EXERCISE REQUIREMENTS:
Recast the items as a two-column CSV with the header "query" and "boxes", one row per item: its text under "query" and its answer under "boxes". Put each field in double quotes, with any line breaks changed to spaces.

Box-labeled dataset extracts
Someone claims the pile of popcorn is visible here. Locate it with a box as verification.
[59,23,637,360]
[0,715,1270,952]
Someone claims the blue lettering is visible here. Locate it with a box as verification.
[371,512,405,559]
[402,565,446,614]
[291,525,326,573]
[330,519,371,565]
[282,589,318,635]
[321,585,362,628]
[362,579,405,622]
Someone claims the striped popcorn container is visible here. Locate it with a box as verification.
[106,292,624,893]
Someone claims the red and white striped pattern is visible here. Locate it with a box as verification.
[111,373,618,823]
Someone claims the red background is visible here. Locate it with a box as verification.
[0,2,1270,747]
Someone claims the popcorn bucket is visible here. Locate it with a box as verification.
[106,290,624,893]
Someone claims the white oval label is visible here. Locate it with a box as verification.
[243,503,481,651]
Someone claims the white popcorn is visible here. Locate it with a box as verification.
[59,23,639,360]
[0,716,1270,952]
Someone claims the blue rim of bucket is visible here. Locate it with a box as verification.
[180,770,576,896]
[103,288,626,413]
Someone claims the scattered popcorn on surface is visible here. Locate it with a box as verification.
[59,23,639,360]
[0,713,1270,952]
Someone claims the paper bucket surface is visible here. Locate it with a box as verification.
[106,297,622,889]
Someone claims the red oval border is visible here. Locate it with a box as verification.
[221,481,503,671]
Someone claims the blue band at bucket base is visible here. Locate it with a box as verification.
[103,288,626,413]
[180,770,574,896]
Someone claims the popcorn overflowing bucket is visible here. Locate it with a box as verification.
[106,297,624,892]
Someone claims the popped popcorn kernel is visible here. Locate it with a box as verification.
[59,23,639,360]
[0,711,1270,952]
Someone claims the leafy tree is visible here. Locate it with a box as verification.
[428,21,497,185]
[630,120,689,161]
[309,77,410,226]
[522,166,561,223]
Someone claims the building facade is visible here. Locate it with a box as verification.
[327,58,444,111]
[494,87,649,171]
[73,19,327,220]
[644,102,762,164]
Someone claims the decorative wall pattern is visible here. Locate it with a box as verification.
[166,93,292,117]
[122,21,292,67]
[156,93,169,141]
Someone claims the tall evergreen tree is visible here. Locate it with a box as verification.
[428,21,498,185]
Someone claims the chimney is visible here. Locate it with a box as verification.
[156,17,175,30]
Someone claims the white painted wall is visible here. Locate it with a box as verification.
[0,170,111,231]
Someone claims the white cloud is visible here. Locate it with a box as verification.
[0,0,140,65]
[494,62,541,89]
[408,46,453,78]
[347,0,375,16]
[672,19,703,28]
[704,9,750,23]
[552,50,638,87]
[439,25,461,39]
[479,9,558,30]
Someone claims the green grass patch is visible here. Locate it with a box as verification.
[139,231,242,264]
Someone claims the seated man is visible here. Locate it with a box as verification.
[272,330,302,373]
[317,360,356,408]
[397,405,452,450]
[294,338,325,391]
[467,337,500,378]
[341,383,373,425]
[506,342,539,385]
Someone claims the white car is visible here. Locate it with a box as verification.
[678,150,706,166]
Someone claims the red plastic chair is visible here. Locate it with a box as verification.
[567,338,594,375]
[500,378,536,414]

COMPLETED TASK:
query,boxes
"Someone claims the pile of popcorn is visible here. Locate it with a box as verification.","[59,23,637,360] [0,715,1270,952]"
"Someone claims the blue lettering is visible here. Locate it with a box as verification.","[371,512,405,559] [402,565,446,614] [291,525,326,573] [330,519,371,565] [282,589,318,635] [321,585,362,628] [362,579,405,622]"
"Someone claims the striped popcorn container is visible here. Locate it with a box as verification.","[106,292,624,893]"
"Someone claims the red and white striped pattern is visible here. Locate it with a box as verification.","[111,373,618,823]"
"Someone claims the red background is visible here. Locate it with a box as verification.","[0,2,1270,747]"
"Someone claims the popcorn bucket is visible here. Locate it with a box as verification.","[106,290,624,893]"
"Someone claims the white oval label is visible here. Locate it with a box as verification.","[243,503,481,651]"
"Someone claims the white popcorn is visible here. Locate it with a box as verification.","[59,23,639,360] [0,716,1270,952]"
"Someone claims the blue rim of bucket is visible here. Locate it with a box as verification.","[180,770,576,896] [103,288,626,413]"
"Someone claims the scattered popcorn on surface is visible here. Locate it with a box as verification.","[59,23,639,360] [0,713,1270,952]"
"Someone claims the paper bucket surface is visible here. Locate it with a box as verification.","[106,297,622,889]"
"Someone claims the red oval border is visible here. Locate it with a box as verification.","[221,481,503,671]"
"Someone claims the blue band at bucket base is visible here. Locate it with a box as verification.","[103,288,626,413] [180,770,574,896]"
"Someone claims the popcorn overflowing bucket is visible here. Locate it with a box as verification.","[106,297,624,892]"
"Someone claims the popped popcorn kernel is visible here. Locate it with a box as verification.","[59,23,639,360] [0,711,1270,952]"
"Someone claims the leafy tree is visible here. Locate it with a box as verification.","[428,21,497,185] [630,120,689,161] [309,77,410,226] [522,166,561,223]"
"Someone claims the building facade is visible here. Locate it with a box as verification.","[327,58,444,111] [494,87,649,171] [73,19,327,220] [644,102,762,164]"
"Someone claims the decorative wall pattern is visible here. Locate it with a box as verification.","[166,93,292,117] [122,21,292,67] [156,93,169,141]"
"Someone claims the tall evergreen tree is visible here. Locate it with a box as verification.","[428,21,498,185]"
"Someone claims the chimney is visible here. Locate it with a box as verification.","[156,17,175,30]"
"Someone claims the white painted wall is visible here. Locate it with a box as verification.","[0,170,111,231]"
"Someone claims the white cloud is visible here. Locate it with a box as verification.","[0,0,140,65] [494,62,541,89] [408,46,453,78] [347,0,375,16] [672,19,703,28] [704,9,750,23] [552,50,638,87] [439,25,461,39] [479,9,558,30]"
"Someone claims the green grass patch is visible here. Locate it with a box as verification.","[139,231,242,264]"
"Someone claims the seated man is visible here. Locate it with a box as verification.","[272,330,302,373] [317,360,356,408] [397,405,452,450] [294,338,325,391] [467,337,500,378] [341,383,373,425] [506,342,539,385]"
"Someone claims the white car is visible here. Locate it with a box as verification.","[678,150,706,166]"
"Someone claims the red plastic chair is visible here. Locate it with a box as verification.","[567,338,594,375] [500,378,536,414]"